Schriftlicher Auftrag 1:
Wie lässt sich der Textauszug in genau zwei Sätzen zusammenfassen?
Schriftlicher Auftrag 2:
Stimmen die folgenden Aussagen mit dem Textauszug überein? Antworte jeweils mit Ja oder Nein und zitiere die entscheidenden Worte des Textes wörtlich.
(a) Die Namen der Kriegsopfer wurden im Jahr 1949 in der Gemeinde St. Albertus Magnus festgehalten.
(b) Die Namen sind in schwarzer Schrift auf den Steinfliesen angebracht.
(c) Die Gottesdienstmodelle sollen ohne Änderungen übernommen werden.

In Essen, meiner Heimatstadt, gibt es einen mich beeindruckenden Ort des Gedenkens, der den Geist des Schalom und der Versöhnung ausstrahlt. Im Jahre 1949 wurden in der kleinen katholischen Gemeinde St. Albertus Magnus die Namen von Menschen festgehalten, die im Ruhrgebiet an den Fronten und beim Bombenkrieg ihr Leben gelassen haben. Sie sollten nicht vergessen sein. Mit dem Bau der Pax-Christi-Kirche begann man, die Namen dieser Kriegsopfer auf den Boden zu schreiben. Inzwischen sind rund 1500 Namen von Menschen aus der ganzen Welt, die Opfer von Gewalt wurden, in weißer Schrift auf Steinfliesen im Kirchenboden eingelassen. Außerdem sind über 100 Namen von Ländern und Orten angegeben, an denen Menschen ermordet wurden, wie Oslo und Winnenden. Begeht man schweigend den Kirchenraum und betrachtet die Vielzahl so unterschiedlicher menschlicher Schicksale, wird durch alle Gewalt hindurch konkret: Abbild Gottes ist jeder Mensch! Seine Würde, gleich ob Frau oder Mann, Freund oder Gegner, egal welcher Herkunft, Religion, Weltanschauung oder politischen Richtung, ist deshalb unantastbar. Diese fragile Würde als unser kostbarstes Gut anzuerkennen, ist eine grundlegende Voraussetzung für ein friedliches Miteinander im Kleinen und im Großen.

Ziel der vorgelegten Gebete und Gottesdienstmodelle ist es, den Mut zum Frieden zu stärken und sich zu solidarisieren. Verschiedene liturgische Formen (ökumenisches Friedensgebet, Wort-, Vesper-, Taufgedächtnis- und Predigtgottesdienst, Politisches Nachtgebet, Eucharistiefeier, Klageandacht u. a.) und zahlreiche Anlässe im Jahr laden über die Konfessionsgrenzen hinweg zum Gebet um den Frieden in all seinen Dimensionen und zum gewaltfreien Handeln ein. Friedensgestalten wie Bertha von Suttner, Janusz Korczak oder Katharina Staritz geben friedensstiftenden Haltungen ein Gesicht. Die Modelle sind als Anregung zu verstehen, mit deren einzelnen Elementen kreativ umgegangen werden darf. Ein Verzeichnis der verwendeten Schriftstellen hilft bei einer ersten Orientierung. Wünschenswert ist es, in Vorbereitung und Gestaltung die Menschen vor Ort einzubeziehen.

Datenauszug:
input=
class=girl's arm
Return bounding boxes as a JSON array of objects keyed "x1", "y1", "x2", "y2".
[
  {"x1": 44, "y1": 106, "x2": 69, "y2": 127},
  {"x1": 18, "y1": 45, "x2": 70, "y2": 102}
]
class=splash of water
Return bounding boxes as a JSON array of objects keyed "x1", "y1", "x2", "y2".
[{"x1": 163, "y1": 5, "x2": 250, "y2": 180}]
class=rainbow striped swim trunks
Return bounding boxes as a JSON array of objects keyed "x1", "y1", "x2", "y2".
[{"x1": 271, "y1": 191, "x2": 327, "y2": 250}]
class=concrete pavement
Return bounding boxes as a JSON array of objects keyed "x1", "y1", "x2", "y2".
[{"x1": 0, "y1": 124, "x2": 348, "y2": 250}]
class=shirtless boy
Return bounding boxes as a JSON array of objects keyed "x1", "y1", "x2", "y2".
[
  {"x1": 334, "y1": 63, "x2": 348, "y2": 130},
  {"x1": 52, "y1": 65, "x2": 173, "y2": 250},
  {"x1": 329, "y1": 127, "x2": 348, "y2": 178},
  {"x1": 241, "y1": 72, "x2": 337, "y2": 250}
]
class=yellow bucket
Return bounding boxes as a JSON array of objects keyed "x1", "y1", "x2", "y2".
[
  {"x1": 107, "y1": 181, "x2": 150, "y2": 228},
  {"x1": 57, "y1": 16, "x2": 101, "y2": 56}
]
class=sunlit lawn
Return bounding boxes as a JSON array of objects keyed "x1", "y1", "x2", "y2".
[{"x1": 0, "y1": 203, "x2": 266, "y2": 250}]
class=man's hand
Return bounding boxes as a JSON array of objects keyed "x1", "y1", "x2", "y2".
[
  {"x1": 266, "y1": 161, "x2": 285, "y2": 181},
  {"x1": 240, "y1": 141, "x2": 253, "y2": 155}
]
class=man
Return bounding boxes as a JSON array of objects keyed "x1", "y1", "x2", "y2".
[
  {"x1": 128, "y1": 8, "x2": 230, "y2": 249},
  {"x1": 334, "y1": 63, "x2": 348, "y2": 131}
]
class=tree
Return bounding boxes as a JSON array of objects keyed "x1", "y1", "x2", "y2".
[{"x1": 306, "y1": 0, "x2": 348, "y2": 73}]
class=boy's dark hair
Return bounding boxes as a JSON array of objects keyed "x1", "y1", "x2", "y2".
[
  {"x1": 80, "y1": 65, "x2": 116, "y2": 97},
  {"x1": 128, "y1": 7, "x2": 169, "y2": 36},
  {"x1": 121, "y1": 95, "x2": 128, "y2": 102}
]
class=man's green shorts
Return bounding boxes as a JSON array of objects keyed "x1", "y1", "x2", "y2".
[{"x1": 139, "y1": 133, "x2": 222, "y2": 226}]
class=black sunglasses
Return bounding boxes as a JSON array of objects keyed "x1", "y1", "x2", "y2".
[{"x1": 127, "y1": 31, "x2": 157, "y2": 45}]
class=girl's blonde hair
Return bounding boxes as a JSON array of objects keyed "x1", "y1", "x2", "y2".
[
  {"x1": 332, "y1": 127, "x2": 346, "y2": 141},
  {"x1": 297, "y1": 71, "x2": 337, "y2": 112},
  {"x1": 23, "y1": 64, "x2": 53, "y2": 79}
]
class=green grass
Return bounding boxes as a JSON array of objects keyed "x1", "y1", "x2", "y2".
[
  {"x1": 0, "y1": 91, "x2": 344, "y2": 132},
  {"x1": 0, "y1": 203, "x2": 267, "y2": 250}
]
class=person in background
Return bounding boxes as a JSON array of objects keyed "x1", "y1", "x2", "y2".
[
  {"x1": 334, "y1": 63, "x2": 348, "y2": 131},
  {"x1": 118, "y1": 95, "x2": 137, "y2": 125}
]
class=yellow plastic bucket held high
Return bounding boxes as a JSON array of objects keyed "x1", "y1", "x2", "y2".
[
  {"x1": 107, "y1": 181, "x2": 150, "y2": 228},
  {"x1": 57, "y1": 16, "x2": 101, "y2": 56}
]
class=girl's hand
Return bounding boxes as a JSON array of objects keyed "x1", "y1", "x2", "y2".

Vollständige Ausgabe 1:
In der Essener Pax-Christi-Kirche sind rund 1500 Namen von Gewaltopfern aus der ganzen Welt sowie über 100 Namen von Ländern und Orten in den Boden eingelassen, wodurch konkret wird, dass die Würde jedes Menschen unantastbar und ihre Anerkennung Voraussetzung für ein friedliches Miteinander ist. Die vorgelegten Gebete und Gottesdienstmodelle in verschiedenen liturgischen Formen sollen über die Konfessionsgrenzen hinweg den Mut zum Frieden stärken und sind als Anregung gedacht, mit der kreativ umgegangen werden darf.

Vollständige Ausgabe 2:
(a) Ja: „Im Jahre 1949 wurden in der kleinen katholischen Gemeinde St. Albertus Magnus die Namen von Menschen festgehalten“
(b) Nein: „in weißer Schrift auf Steinfliesen im Kirchenboden eingelassen“
(c) Nein: „Die Modelle sind als Anregung zu verstehen, mit deren einzelnen Elementen kreativ umgegangen werden darf.“